Would you return every entry, exactly as it is written?
Segment Start: Recorded information
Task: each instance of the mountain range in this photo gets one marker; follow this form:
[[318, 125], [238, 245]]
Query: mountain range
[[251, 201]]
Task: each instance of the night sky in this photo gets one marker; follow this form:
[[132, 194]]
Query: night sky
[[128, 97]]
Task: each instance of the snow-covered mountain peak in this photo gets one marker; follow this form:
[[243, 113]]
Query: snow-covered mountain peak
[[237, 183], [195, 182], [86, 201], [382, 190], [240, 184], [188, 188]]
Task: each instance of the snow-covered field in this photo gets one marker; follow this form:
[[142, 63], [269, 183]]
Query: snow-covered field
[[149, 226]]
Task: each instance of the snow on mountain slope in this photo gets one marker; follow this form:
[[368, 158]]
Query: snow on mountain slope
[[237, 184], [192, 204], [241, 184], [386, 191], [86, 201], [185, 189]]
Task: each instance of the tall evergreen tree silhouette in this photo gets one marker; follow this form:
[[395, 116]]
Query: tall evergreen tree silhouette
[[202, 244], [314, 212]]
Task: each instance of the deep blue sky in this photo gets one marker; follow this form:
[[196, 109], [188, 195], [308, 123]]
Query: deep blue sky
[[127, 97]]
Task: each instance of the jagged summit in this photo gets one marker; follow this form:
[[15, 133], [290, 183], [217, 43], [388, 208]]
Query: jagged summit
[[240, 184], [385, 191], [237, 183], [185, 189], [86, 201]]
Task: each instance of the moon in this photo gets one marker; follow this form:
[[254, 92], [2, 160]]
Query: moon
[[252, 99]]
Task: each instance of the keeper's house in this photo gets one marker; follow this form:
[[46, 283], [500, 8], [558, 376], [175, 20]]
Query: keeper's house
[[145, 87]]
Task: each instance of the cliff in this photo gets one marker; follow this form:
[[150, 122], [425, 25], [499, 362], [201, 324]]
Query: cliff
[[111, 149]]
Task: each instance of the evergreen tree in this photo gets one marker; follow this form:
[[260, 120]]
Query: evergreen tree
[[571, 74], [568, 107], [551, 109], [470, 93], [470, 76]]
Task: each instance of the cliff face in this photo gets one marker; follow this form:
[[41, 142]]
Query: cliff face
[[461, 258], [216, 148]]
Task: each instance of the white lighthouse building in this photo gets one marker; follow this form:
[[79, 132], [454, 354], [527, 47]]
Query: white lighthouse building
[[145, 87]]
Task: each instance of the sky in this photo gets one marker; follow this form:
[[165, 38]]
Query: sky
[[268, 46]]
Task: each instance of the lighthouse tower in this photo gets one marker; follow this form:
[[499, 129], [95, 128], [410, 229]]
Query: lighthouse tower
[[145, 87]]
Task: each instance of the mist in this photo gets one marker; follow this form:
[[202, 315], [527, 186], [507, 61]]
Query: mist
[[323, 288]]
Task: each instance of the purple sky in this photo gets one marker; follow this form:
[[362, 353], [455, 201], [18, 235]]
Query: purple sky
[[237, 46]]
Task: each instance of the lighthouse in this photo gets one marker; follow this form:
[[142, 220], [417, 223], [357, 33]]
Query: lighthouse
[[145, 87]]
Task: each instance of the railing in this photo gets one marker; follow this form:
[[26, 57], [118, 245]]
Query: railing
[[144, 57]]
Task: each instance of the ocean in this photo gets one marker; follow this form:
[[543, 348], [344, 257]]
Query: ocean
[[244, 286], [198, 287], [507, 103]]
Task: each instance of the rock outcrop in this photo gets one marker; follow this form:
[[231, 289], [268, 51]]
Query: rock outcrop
Segment End: Recorded information
Task result:
Task: each instance of the mountain range in this photo gets one marker; follow this form:
[[318, 125], [238, 245]]
Query: mountain range
[[251, 201]]
Task: each instance of the night sky in this photo gets one marker; follow this form:
[[132, 194]]
Query: night sky
[[128, 97]]
Task: each instance of the snow-covered mountain peak in this photo gets one marker; follow this form:
[[243, 113]]
Query: snow-covered mountain peak
[[237, 183], [195, 182], [86, 201], [382, 190], [240, 184], [188, 188]]
Task: each instance of the snow-covered field in this photo gets one marker; follow this form:
[[142, 63], [269, 183]]
Query: snow-covered field
[[149, 226]]
Task: each instance of the snow on mountain slope in this photo gets one marker; follow this form:
[[368, 158]]
Query: snow on mountain slope
[[237, 184], [192, 204], [241, 184], [386, 191], [86, 201], [185, 189]]
Task: each instance of the tall evergreen tree silhouette in this photo gets one marker; follow this form:
[[395, 116]]
Query: tall evergreen tree silhouette
[[202, 244], [314, 212]]
Task: each instance of the deep blue sky in this photo gets one marker; follow this form:
[[196, 109], [188, 195], [308, 123]]
Query: deep blue sky
[[127, 97]]
Task: each instance of the jagged summit in this photo gets one marker; follow this form:
[[15, 133], [290, 183], [217, 43], [388, 208]]
Query: jagged summit
[[240, 184], [385, 191], [237, 183], [185, 189], [86, 201]]
Task: each instance of the moon in this photo gets one marker; follow this form:
[[254, 92], [2, 160]]
Query: moon
[[252, 99]]
Task: each instance of the keeper's house in this photo gets one marker; follow this form:
[[46, 283], [500, 8], [558, 376], [175, 20]]
Query: keeper's house
[[145, 87]]
Task: each instance of the cliff in this photo gets one marker; follow this form:
[[150, 122], [425, 25], [499, 362], [201, 324]]
Query: cliff
[[111, 149]]
Task: each instance of the evergreen tree in this photo gets one marker; follow this form:
[[260, 120]]
Query: evergreen tree
[[571, 74], [568, 107], [551, 109], [470, 93], [470, 76]]
Task: each instance of the cliff face in this photo gets one marker; follow this form:
[[41, 142]]
Query: cliff face
[[461, 258], [216, 148]]
Task: each instance of the white lighthouse building in this photo gets one marker; follow this form:
[[79, 132], [454, 354], [527, 47]]
Query: white lighthouse building
[[145, 87]]
Task: each instance of the sky in this photo gets one marker; follow this form:
[[165, 38]]
Query: sky
[[268, 46]]
Task: each instance of the lighthouse tower in this photo gets one marker; follow this form:
[[499, 129], [95, 128], [410, 229]]
Query: lighthouse tower
[[145, 87]]
Task: each instance of the mist in this photo gets one marker; follow this form:
[[202, 315], [527, 186], [507, 61]]
Query: mist
[[323, 288]]
Task: each instance of the purple sky in this photo gets one marker; follow this form:
[[362, 353], [455, 201], [18, 235]]
Query: purple sky
[[237, 46]]
Task: each instance of the lighthouse in this photo gets one marker; follow this form:
[[142, 220], [417, 223], [357, 33]]
Query: lighthouse
[[145, 87]]
Task: each instance of the railing in this photo gets one marker; follow this form:
[[26, 57], [118, 245]]
Query: railing
[[144, 57]]
Task: each instance of the ocean in this photo gets one marker; follow this form:
[[543, 348], [344, 257]]
Query: ocean
[[244, 286], [198, 287], [507, 103]]
Task: each instance of the rock outcrop in this photo gets one marker; follow this form:
[[231, 289], [268, 51]]
Query: rock outcrop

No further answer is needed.